Conclave ou pas conclave ?

Sur la Paix, comme sur la répartition des richesses (salaires, moyens de services publics, moyens pour sauver l’industrie, et même moyens pour partir en retraite à 60 ans ou plus tôt), nous allons devoir construire un nouveau mouvement de grande ampleur, encore plus vaste et encore mieux coordonné que celui de 2023.

Laurent Brun

Conclave ou pas conclave ?

 

 

Laurent Brun

Tout d’abord cette expression est tout à fait inappropriée. Un « cum claves » signifie une réunion où les participants sont enfermés à clef. C’est le cas des cardinaux lorsqu’ils doivent élire un nouveau pape. Que Bayrou, tout à ses délires religieux, utilise cette référence ne m’étonne pas. 

Que ,des gens de gauche la reprennent, manifeste une certaine mauvaise foi.

Personne n’est enfermé et l’information de ce qui s’y dit est largement accessible (dans les média ou dans les comptes rendus des organisations qui y participent).
Il s’agit d’une concertation bilatérale entre les organisations patronales et les organisations syndicales, sous le parrainage du gouvernement.
 
D’où vient cette concertation ?
 
De la réforme des retraites promulguée le 14 avril 2023.
C’est le grand chantier d’Emmanuel Macron : Après son élection de 2017, il échoue grâce à notre lutte à imposer un système à points.

• _SECTION DES DONNÉES_
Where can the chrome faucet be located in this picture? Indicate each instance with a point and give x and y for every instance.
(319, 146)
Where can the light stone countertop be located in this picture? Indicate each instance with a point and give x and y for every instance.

• _LISTE DES CONSIGNES_
[1] D'après l'extrait du document, pourquoi le mot « conclave » est-il jugé inapproprié pour désigner cette concertation ? Répondez en une à trois phrases.
[2] Transcrivez fidèlement le passage de l'extrait du document qui va de « Personne n’est enfermé » jusqu'à « système à points. » inclus.

• _RÉPONSES AUX CONSIGNES_
[1] Un « cum claves » désigne une réunion dont les participants sont enfermés à clef, comme les cardinaux lorsqu'ils élisent un nouveau pape. Or, dans cette concertation, personne n'est enfermé. Ce qui s'y dit est aussi largement accessible, dans les médias ou dans les comptes rendus des organisations participantes.

[2]
Personne n’est enfermé et l’information de ce qui s’y dit est largement accessible (dans les média ou dans les comptes rendus des organisations qui y participent).
Il s’agit d’une concertation bilatérale entre les organisations patronales et les organisations syndicales, sous le parrainage du gouvernement.
 
D’où vient cette concertation ?
 
De la réforme des retraites promulguée le 14 avril 2023.
C’est le grand chantier d’Emmanuel Macron : Après son élection de 2017, il échoue grâce à notre lutte à imposer un système à points.